─── Supplied material

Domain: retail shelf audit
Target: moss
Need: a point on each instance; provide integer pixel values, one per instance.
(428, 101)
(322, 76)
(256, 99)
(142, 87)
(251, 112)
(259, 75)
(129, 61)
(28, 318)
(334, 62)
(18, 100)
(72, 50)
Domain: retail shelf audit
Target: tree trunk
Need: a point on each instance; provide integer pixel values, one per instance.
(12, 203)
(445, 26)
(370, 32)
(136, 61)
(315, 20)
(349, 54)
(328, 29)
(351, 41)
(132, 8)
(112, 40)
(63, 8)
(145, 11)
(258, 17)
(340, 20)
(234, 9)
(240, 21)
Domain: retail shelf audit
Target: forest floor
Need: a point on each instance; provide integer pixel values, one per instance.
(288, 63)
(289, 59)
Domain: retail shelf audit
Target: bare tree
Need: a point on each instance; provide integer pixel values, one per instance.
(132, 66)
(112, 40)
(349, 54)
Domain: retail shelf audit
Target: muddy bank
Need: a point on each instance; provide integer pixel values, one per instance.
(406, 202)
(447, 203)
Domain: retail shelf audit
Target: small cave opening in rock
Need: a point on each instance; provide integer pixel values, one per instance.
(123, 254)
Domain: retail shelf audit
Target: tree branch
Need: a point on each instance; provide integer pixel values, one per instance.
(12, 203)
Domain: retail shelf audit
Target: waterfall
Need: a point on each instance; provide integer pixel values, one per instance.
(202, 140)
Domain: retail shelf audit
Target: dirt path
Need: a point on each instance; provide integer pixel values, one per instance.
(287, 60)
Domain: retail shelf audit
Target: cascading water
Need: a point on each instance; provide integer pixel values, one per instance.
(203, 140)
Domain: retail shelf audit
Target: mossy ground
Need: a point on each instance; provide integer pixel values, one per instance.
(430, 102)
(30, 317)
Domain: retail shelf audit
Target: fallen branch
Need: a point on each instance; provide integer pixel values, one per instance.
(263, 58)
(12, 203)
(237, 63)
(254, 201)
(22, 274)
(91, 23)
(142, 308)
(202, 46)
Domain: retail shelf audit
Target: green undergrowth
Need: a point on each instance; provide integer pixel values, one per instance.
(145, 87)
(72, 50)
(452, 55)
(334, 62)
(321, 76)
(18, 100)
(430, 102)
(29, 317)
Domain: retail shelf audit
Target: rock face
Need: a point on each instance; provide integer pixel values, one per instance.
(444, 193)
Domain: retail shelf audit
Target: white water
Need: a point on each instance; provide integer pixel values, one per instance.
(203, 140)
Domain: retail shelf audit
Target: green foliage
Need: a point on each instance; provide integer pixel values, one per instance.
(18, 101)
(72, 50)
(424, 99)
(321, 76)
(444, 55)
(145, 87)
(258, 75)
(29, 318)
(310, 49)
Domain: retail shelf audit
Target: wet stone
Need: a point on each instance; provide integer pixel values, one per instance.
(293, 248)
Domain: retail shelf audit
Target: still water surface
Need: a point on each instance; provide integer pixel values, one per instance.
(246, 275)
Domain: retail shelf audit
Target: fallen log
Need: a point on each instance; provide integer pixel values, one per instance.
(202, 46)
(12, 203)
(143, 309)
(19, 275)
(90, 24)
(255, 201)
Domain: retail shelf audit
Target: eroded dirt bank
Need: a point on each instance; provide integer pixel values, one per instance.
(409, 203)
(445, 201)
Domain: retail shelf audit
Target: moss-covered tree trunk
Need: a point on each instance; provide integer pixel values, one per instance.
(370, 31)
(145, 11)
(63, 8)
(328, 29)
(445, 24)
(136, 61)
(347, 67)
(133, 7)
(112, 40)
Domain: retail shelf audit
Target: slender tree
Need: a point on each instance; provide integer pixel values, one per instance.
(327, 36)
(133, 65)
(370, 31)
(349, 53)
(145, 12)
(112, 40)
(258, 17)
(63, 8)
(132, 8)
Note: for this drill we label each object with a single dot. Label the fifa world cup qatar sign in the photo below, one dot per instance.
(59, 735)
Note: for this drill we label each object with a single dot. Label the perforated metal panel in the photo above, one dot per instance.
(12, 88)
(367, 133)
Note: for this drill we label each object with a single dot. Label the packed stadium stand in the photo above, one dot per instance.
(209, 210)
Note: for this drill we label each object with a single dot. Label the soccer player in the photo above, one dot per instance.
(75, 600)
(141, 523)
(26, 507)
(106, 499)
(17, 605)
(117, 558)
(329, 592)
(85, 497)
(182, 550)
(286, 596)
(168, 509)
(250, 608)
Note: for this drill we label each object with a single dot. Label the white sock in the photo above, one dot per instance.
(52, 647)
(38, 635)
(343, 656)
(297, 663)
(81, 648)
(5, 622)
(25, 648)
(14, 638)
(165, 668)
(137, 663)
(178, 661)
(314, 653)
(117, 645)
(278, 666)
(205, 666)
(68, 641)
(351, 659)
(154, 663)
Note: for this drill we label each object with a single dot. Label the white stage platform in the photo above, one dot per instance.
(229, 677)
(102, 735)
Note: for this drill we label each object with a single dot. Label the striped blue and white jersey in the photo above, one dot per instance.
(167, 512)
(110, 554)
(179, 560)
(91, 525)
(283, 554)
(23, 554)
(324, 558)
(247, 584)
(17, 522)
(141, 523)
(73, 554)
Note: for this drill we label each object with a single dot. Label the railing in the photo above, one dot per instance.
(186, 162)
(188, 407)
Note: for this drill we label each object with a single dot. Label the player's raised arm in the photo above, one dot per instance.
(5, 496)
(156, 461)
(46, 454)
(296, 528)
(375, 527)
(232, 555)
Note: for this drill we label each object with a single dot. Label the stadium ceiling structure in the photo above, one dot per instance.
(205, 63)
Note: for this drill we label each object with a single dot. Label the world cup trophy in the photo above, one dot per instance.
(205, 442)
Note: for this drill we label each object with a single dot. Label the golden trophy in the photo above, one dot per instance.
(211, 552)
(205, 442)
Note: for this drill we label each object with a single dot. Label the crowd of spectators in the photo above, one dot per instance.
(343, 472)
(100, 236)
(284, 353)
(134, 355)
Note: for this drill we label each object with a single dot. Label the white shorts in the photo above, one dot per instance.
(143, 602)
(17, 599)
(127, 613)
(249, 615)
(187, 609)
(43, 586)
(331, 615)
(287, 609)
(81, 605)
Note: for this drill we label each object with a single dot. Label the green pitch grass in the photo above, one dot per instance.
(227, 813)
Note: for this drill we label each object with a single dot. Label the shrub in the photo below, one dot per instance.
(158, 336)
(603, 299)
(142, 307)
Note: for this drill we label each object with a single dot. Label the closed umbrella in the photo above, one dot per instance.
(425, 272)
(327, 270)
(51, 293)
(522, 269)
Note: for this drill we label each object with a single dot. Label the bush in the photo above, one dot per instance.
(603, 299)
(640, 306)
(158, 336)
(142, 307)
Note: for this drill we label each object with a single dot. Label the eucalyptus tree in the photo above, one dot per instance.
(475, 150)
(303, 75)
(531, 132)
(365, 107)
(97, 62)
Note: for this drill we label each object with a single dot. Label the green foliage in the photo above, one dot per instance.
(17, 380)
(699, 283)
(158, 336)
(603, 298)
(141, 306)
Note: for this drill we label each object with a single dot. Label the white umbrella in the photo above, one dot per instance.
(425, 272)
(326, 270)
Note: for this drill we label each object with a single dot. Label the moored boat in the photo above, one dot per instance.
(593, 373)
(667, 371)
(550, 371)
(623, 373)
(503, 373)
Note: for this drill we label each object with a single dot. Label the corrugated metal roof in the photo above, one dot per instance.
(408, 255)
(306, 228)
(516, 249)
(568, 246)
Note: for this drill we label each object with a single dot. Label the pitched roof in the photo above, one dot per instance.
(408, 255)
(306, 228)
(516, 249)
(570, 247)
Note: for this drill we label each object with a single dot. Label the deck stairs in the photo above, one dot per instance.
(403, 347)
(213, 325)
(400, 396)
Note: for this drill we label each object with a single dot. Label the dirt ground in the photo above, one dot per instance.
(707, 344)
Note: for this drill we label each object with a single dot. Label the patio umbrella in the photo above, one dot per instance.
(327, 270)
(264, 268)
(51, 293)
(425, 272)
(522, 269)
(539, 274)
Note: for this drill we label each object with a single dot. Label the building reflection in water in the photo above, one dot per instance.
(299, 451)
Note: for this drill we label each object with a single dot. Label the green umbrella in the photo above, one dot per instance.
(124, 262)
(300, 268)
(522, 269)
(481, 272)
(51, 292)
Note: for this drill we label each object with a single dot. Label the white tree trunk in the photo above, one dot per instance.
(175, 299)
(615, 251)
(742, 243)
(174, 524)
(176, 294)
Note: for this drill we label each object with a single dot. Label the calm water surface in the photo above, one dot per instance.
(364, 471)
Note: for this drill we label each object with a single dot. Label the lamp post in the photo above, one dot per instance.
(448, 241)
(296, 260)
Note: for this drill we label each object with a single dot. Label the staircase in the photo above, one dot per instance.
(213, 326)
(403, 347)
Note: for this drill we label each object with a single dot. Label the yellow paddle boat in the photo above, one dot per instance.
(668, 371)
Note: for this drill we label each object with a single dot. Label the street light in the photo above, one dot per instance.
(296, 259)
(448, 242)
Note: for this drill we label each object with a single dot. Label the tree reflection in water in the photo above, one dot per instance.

──────

> **Aim of the exercise**:
Your task is to extract the lines running from the one with "Label the lamp" to the end of the material, inclusive, copying each exactly and adding nothing.

> **Response to the task**:
Note: for this drill we label each object with a single dot. Label the lamp post in the photo above, one dot per instance.
(448, 241)
(296, 260)
Note: for this drill we label each object with a single dot. Label the staircase in the photo above, one dot per instance.
(213, 326)
(403, 347)
Note: for this drill we label each object with a single dot. Label the yellow paddle boat in the photo above, one dot per instance.
(668, 371)
Note: for this drill we label each object with a single dot. Label the street light in the photo above, one dot per instance.
(296, 259)
(448, 242)
Note: for this drill we label each object with a single dot. Label the tree reflection in water in the photo above, one dot per instance.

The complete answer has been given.